## RAW DATA

■ ■ ■ ■ ■

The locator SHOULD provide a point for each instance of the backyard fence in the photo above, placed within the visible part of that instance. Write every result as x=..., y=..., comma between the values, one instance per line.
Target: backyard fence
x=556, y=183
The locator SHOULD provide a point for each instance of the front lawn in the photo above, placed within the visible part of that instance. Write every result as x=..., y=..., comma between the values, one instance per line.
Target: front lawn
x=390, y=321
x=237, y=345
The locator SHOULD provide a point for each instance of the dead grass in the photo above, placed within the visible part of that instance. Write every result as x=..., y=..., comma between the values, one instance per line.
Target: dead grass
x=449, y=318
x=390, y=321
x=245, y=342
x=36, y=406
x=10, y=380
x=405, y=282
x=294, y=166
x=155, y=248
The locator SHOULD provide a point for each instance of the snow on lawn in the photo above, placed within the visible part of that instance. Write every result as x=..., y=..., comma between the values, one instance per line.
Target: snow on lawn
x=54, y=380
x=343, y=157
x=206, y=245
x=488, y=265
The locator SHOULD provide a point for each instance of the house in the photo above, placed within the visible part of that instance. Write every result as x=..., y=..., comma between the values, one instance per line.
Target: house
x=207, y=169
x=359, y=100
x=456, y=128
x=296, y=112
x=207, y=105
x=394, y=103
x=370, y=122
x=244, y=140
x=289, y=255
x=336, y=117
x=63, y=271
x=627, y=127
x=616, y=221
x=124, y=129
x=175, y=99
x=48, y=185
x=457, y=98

■ ■ ■ ■ ■

## PROBLEM DETAILS
Substitute "annotator" for "locator" in the stretch from the line containing "of the snow" through the end of the records, changing nothing else. Give back only that stretch.

## SOLUTION TO THIS EXERCISE
The annotator SHOULD provide a point for each instance of the snow on lawn in the photo above, placed within the visible part of that instance. Write every result as x=..., y=..., comma between the values, one instance per line.
Target: snow on lawn
x=54, y=380
x=343, y=157
x=206, y=245
x=488, y=265
The annotator SHOULD provide a point for each instance of the house in the photo above, placed within the visible part of that instance. Write every result as x=..., y=..., comma between the values, one instance per line.
Target: house
x=207, y=169
x=359, y=100
x=456, y=128
x=296, y=112
x=207, y=105
x=394, y=103
x=370, y=122
x=244, y=140
x=289, y=255
x=336, y=117
x=63, y=271
x=627, y=127
x=616, y=221
x=124, y=129
x=175, y=99
x=48, y=185
x=457, y=98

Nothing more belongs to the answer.